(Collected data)
*** Block opens ***
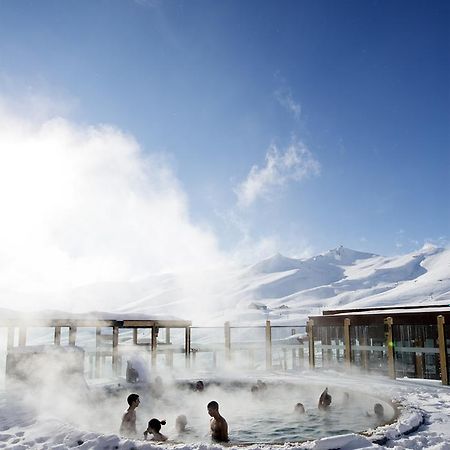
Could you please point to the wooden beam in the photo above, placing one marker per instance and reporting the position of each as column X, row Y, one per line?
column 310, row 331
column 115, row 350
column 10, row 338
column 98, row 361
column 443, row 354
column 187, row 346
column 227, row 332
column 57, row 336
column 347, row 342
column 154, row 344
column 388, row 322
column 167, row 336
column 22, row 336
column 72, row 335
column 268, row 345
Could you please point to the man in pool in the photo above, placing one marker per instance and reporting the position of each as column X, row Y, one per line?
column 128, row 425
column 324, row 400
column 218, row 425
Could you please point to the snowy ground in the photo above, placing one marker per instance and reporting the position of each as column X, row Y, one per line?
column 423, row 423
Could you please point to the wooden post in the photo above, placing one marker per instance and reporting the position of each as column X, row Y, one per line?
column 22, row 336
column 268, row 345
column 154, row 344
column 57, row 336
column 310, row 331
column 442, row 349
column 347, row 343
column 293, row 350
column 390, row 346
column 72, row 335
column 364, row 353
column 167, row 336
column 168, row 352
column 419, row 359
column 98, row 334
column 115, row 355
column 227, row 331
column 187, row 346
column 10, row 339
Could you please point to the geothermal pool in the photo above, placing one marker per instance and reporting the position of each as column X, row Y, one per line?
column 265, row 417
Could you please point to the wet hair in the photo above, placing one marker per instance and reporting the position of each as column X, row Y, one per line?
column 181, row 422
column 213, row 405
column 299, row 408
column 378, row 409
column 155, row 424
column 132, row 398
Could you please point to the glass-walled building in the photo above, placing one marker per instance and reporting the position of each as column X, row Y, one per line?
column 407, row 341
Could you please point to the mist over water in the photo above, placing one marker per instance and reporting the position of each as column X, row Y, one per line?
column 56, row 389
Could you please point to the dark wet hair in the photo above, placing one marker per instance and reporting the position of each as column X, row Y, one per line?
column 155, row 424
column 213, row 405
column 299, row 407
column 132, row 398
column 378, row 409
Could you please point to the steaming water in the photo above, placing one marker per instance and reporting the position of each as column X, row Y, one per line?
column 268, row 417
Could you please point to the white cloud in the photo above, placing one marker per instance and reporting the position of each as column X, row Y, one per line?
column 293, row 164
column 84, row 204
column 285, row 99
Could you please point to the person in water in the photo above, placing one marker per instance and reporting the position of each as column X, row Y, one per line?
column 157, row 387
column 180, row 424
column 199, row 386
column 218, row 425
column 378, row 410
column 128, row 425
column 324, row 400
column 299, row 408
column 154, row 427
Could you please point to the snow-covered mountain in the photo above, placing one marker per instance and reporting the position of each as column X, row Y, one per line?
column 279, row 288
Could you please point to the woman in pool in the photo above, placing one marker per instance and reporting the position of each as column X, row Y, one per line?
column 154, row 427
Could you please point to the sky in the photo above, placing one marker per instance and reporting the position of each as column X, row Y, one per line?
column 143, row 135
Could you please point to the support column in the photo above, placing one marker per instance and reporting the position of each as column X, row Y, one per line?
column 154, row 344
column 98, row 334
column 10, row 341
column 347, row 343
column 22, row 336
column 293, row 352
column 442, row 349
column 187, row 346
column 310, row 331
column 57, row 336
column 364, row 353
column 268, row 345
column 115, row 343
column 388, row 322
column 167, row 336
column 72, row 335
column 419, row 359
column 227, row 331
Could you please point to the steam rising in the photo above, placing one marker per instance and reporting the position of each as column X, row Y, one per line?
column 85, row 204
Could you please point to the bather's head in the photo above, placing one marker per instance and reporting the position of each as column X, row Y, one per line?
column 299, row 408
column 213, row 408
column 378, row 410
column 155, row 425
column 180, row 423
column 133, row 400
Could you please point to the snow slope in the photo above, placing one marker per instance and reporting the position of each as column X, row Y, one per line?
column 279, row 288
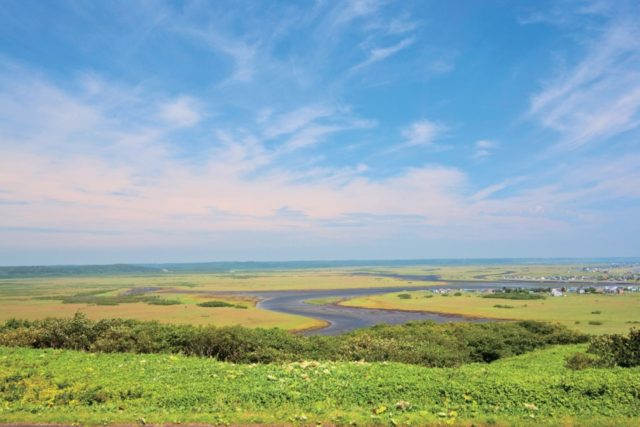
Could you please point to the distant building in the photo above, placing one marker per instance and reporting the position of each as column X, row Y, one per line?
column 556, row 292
*** Block closes ***
Without the pictures, reproduce the entries exactly.

Could you please point to the wooden beam in the photo above, placing one marker per instance and reporting the position of each as column X, row Y, one per line?
column 310, row 331
column 115, row 350
column 10, row 338
column 98, row 361
column 443, row 354
column 187, row 346
column 227, row 332
column 57, row 336
column 347, row 342
column 154, row 344
column 388, row 322
column 167, row 336
column 22, row 336
column 72, row 335
column 268, row 345
Could you please point to the man in pool in the photo above, placing one marker per instance and reporting the position of each as column X, row Y, one per line?
column 128, row 425
column 324, row 400
column 218, row 425
Could you please point to the snowy ground in the photo above, placing one marker per instance and reporting the position of each as column X, row Y, one per line?
column 423, row 423
Could you please point to the wooden post in the photo above, placing one marker per instance and reporting the position of each as column X, row Y, one per line?
column 22, row 336
column 268, row 345
column 154, row 344
column 57, row 336
column 310, row 331
column 442, row 349
column 347, row 343
column 293, row 350
column 390, row 346
column 72, row 335
column 364, row 353
column 167, row 336
column 168, row 352
column 419, row 359
column 98, row 334
column 115, row 355
column 227, row 331
column 187, row 346
column 10, row 339
Could you please point to the geothermal pool in the photo above, placing one marker per instance and reporting the position of each as column X, row Y, one per line?
column 265, row 417
Could you please point to the wet hair in the photo above, placing one marker per instance and reporting the position of each as column X, row Y, one per line?
column 181, row 422
column 213, row 405
column 299, row 408
column 378, row 409
column 155, row 424
column 132, row 398
Could you please point to the glass-walled building in the photo above, placing one marker per instance and reporting the position of each as column X, row Y, one per line?
column 407, row 341
Could you please point to the mist over water in the photo above, placing one marker per instance and reporting the position of each as column X, row Y, one per line?
column 56, row 389
Could you please point to the dark wet hair in the photo above, placing one marker per instance and reporting the position of each as column X, row Y, one per line?
column 155, row 424
column 213, row 405
column 299, row 407
column 132, row 398
column 378, row 409
Could you please point to the steaming water in the photo above, placing one marker per instance and reporting the position of each as column X, row Y, one per line?
column 268, row 417
Could you please point to the white cloud in the photo above, placing one marker per instance and reporting the position of each as column X, row Y, one per line?
column 293, row 164
column 84, row 204
column 285, row 99
Could you please point to the person in water in the photo above, placing one marker per instance and reporting the position of each as column X, row Y, one per line?
column 157, row 387
column 180, row 424
column 199, row 386
column 218, row 425
column 378, row 410
column 128, row 425
column 324, row 400
column 299, row 408
column 154, row 427
Could you please point to the snow-covered mountain in the photo above, placing one marker per instance and reporting the position of each as column X, row Y, one per line?
column 279, row 288
Could you please point to the woman in pool in the photo above, placing one marker per instance and reporting the position of each as column X, row Y, one per line?
column 154, row 427
Could you please point to the sky in the photo above, placing one marker per instance and reporting the position of each as column X, row Y, one per line?
column 143, row 135
Could you please point to the support column in the photo above, placing one marker per instance and reporting the position of each as column X, row Y, one per line?
column 154, row 344
column 98, row 334
column 10, row 341
column 347, row 343
column 22, row 336
column 293, row 352
column 442, row 349
column 187, row 346
column 310, row 331
column 57, row 336
column 364, row 353
column 268, row 345
column 115, row 343
column 388, row 322
column 167, row 336
column 72, row 335
column 419, row 359
column 227, row 331
Could you please point to the steam rising in the photo above, placing one marker per instance and reporting the position of each as column X, row Y, one per line?
column 85, row 204
Could you please point to the bather's head in the photo above, placing one marker per instance and reporting the position of each as column X, row Y, one per line?
column 299, row 408
column 213, row 408
column 378, row 410
column 155, row 425
column 180, row 423
column 133, row 400
Could you please point to the snow slope in the photo above, placing one marker per instance and reporting the position of each as column X, row Y, one per line?
column 279, row 288
Could you please point to the distant building in the photo above, placing one marker per instance and reporting the position of each as column X, row Y, one per line?
column 556, row 292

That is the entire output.